Required work: Find each line in the rows below that contains the string "field" and copy those lines out. Case counts, so match capital and small letters as given.

_____

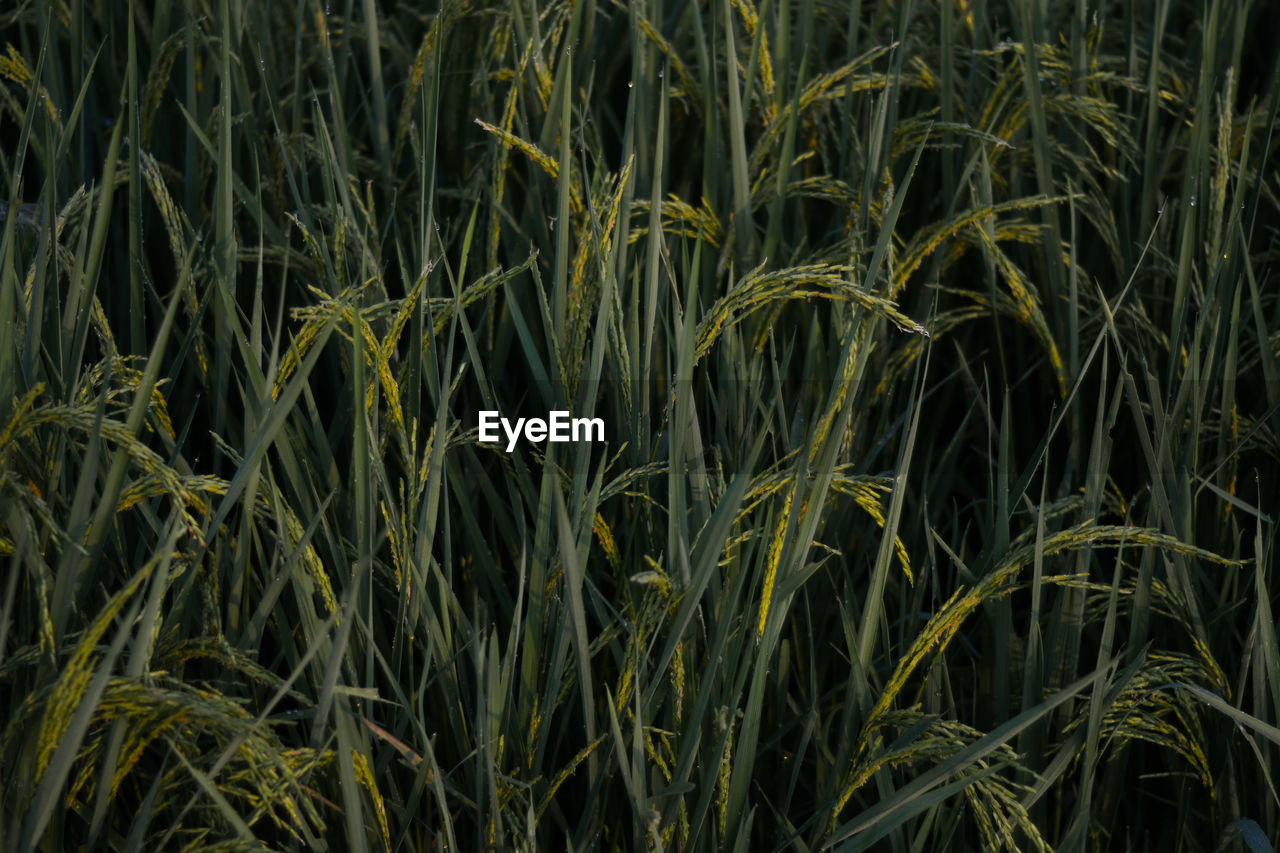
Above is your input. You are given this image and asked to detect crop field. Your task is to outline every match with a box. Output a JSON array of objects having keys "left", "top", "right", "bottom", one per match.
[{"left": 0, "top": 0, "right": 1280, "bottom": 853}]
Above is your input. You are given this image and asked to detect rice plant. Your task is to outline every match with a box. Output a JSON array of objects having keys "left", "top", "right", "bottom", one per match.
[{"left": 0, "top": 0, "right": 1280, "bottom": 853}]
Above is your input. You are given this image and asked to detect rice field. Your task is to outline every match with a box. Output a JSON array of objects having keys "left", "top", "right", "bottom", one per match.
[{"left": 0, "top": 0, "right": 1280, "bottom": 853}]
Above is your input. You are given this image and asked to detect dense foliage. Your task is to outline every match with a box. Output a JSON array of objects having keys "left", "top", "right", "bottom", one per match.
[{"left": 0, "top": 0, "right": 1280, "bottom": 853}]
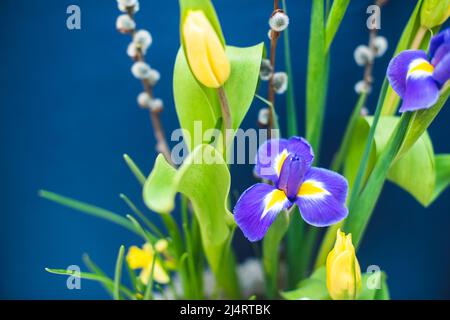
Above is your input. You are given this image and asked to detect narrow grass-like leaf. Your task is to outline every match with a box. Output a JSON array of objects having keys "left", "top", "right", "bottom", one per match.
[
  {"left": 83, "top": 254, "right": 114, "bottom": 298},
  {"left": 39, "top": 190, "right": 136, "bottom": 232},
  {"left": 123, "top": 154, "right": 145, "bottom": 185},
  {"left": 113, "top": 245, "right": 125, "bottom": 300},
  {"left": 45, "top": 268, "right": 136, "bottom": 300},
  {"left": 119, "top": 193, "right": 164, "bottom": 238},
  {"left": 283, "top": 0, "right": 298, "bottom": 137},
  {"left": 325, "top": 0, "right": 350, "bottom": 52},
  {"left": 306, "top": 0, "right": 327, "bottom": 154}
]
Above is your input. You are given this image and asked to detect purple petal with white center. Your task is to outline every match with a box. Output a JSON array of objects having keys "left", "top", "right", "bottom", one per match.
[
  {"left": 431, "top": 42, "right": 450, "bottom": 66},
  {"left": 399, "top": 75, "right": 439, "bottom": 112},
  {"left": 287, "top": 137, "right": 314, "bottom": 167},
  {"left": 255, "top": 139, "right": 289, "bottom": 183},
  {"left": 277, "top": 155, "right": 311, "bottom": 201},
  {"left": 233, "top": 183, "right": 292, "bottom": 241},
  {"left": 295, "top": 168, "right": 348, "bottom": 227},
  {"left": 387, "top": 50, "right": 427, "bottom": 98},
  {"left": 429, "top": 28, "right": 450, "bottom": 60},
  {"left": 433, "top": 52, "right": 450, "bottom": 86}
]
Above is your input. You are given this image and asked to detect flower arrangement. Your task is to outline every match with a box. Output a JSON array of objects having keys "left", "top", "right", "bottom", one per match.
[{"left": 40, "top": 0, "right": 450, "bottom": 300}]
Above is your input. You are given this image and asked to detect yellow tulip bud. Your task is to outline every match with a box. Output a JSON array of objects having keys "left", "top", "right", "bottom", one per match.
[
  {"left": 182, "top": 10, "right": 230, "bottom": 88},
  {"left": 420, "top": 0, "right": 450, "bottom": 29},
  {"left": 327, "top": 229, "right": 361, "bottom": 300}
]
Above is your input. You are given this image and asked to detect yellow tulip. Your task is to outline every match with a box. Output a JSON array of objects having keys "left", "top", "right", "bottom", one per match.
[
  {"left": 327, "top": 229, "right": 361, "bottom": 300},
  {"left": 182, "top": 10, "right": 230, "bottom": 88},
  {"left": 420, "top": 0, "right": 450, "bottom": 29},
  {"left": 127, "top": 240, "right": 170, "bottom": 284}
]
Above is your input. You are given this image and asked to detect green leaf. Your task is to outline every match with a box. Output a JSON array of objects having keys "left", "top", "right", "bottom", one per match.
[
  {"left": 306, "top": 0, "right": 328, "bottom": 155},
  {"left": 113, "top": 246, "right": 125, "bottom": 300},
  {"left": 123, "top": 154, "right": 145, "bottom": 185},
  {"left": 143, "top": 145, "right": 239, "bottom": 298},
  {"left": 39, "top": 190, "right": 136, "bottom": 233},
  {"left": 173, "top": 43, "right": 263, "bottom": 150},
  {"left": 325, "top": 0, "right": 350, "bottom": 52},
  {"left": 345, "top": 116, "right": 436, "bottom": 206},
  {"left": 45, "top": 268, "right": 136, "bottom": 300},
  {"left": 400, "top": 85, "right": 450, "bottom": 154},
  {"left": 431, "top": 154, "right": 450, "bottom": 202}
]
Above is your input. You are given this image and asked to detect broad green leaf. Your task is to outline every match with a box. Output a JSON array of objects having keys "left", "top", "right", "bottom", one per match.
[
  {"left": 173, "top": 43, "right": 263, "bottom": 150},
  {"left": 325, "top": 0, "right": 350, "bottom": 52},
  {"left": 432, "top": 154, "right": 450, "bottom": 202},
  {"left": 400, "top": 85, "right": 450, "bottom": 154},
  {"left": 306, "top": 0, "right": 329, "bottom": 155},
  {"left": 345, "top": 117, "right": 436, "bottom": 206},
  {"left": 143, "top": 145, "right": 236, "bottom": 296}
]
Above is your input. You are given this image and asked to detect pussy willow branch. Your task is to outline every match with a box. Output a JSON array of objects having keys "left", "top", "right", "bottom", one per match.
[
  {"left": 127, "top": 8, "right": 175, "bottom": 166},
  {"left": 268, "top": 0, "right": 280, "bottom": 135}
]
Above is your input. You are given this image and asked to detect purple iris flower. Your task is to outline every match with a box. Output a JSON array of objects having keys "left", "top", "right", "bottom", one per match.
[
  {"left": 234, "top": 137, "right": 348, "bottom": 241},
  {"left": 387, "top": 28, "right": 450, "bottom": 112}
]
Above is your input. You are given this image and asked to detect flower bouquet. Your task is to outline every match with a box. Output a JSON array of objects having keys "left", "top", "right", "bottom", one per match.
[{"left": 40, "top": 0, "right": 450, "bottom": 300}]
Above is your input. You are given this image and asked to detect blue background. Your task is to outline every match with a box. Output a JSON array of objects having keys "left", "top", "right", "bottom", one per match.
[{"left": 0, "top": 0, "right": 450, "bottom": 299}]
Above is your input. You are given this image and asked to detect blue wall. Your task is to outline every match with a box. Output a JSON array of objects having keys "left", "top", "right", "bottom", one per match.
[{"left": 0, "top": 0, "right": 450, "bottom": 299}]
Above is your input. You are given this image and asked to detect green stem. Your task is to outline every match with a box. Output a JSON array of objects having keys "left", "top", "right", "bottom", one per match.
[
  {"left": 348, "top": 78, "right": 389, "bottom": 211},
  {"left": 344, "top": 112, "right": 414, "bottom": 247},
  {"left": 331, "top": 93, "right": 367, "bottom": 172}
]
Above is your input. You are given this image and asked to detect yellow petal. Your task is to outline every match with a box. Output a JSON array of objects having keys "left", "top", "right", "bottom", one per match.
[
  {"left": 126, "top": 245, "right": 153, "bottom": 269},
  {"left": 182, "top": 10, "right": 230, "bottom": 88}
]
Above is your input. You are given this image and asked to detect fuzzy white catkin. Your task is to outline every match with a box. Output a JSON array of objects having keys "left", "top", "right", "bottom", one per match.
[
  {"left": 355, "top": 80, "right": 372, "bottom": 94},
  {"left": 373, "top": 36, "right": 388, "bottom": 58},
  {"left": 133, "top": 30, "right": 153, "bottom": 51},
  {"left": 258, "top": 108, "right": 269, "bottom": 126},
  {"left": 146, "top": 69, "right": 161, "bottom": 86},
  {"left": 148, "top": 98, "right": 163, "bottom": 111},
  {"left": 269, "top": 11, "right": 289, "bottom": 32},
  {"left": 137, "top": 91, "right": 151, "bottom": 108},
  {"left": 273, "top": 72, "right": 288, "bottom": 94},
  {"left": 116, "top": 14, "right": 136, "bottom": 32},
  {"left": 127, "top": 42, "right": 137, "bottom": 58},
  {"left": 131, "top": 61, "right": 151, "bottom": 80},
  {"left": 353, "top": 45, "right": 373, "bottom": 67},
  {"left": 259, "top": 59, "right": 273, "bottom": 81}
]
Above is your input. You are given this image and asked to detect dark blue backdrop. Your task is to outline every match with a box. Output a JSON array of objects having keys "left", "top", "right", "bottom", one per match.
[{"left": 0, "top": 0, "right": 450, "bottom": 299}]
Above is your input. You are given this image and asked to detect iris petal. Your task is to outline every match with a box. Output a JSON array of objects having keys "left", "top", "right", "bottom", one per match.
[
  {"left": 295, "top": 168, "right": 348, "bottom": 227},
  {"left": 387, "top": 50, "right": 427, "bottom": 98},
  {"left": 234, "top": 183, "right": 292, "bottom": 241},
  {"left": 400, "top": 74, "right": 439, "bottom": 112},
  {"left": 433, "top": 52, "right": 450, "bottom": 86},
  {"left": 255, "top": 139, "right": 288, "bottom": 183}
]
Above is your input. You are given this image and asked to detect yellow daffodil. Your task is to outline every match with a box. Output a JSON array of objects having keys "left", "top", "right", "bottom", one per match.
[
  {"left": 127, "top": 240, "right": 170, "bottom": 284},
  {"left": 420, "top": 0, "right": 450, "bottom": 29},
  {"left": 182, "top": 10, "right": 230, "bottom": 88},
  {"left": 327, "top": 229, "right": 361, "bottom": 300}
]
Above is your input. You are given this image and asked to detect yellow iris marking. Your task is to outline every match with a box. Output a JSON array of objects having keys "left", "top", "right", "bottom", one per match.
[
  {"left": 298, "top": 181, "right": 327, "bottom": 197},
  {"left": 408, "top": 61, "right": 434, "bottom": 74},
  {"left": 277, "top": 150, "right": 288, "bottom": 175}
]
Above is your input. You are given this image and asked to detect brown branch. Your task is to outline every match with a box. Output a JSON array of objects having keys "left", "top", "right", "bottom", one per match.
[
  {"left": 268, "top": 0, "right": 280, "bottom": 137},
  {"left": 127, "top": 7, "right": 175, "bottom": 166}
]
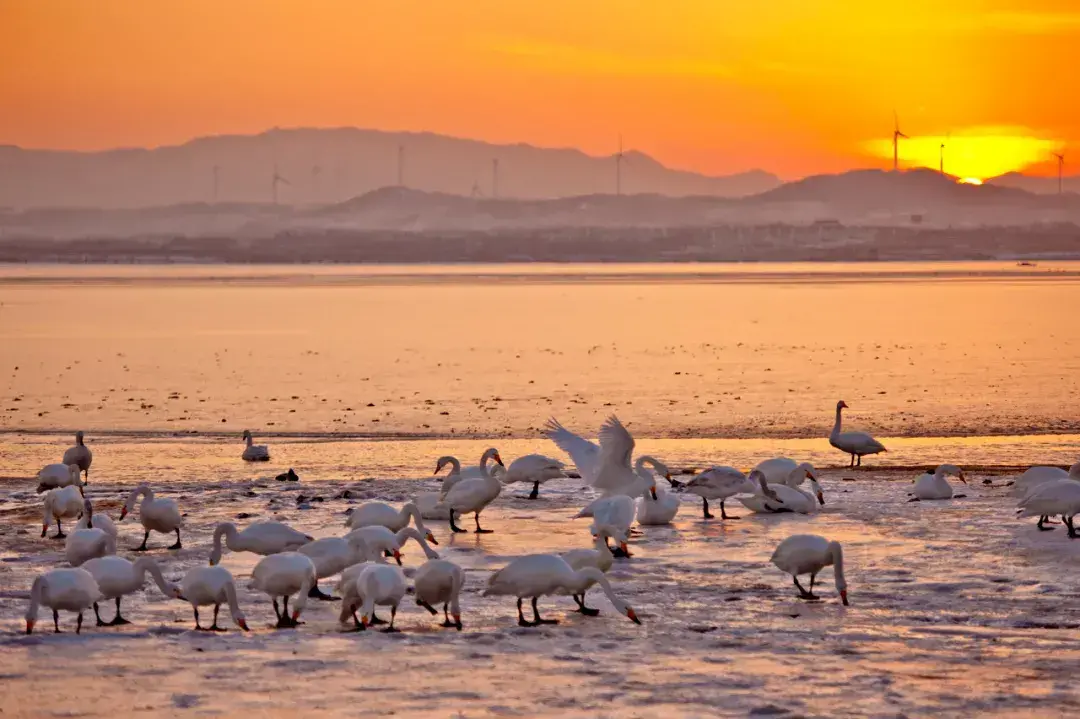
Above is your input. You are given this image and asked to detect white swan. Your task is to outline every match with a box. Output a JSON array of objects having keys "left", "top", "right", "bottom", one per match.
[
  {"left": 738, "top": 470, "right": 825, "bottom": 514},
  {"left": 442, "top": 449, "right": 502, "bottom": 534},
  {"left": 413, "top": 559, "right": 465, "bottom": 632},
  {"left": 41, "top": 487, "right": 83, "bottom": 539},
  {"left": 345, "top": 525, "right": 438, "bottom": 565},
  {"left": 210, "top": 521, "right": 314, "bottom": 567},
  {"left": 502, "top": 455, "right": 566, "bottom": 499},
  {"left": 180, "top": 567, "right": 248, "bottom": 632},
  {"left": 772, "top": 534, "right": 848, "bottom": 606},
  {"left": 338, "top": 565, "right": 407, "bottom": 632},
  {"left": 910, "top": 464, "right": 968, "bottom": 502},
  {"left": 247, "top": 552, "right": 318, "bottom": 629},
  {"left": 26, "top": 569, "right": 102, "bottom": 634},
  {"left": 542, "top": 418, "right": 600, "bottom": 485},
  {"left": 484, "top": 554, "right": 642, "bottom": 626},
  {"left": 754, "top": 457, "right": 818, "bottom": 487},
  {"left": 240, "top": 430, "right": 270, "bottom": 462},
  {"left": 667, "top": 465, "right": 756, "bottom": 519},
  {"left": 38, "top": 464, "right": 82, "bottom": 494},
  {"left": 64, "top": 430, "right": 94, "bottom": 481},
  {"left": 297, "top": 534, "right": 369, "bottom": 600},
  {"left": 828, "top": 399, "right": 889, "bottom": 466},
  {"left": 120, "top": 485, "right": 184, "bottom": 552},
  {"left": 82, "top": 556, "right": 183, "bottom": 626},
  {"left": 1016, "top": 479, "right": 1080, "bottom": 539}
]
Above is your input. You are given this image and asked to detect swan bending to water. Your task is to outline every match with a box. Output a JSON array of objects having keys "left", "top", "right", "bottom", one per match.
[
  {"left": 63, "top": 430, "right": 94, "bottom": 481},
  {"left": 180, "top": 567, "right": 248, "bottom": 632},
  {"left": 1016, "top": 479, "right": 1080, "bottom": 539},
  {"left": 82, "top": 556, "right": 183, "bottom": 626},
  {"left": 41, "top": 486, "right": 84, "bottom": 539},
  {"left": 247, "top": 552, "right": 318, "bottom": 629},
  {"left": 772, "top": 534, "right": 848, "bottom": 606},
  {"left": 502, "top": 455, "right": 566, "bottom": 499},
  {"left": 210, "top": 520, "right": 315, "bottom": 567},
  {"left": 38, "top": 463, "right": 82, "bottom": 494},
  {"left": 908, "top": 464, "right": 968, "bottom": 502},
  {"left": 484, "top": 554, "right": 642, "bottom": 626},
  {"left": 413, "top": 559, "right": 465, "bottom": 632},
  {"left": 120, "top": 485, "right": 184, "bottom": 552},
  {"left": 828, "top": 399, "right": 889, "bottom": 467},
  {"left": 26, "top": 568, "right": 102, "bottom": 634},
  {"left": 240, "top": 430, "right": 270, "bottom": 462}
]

_____

Written answer:
Above is your input. You are given this image and asked to detect crop field. Your task is to outline every match with a box. Output a JSON array of objects having keys "left", "top", "right", "bottom", one per match.
Above is your input. You are given this image and asked to detect rice field. Your task is to outline every match with a box. Output a JSON array of objects having keys "left", "top", "right", "bottom", one per match.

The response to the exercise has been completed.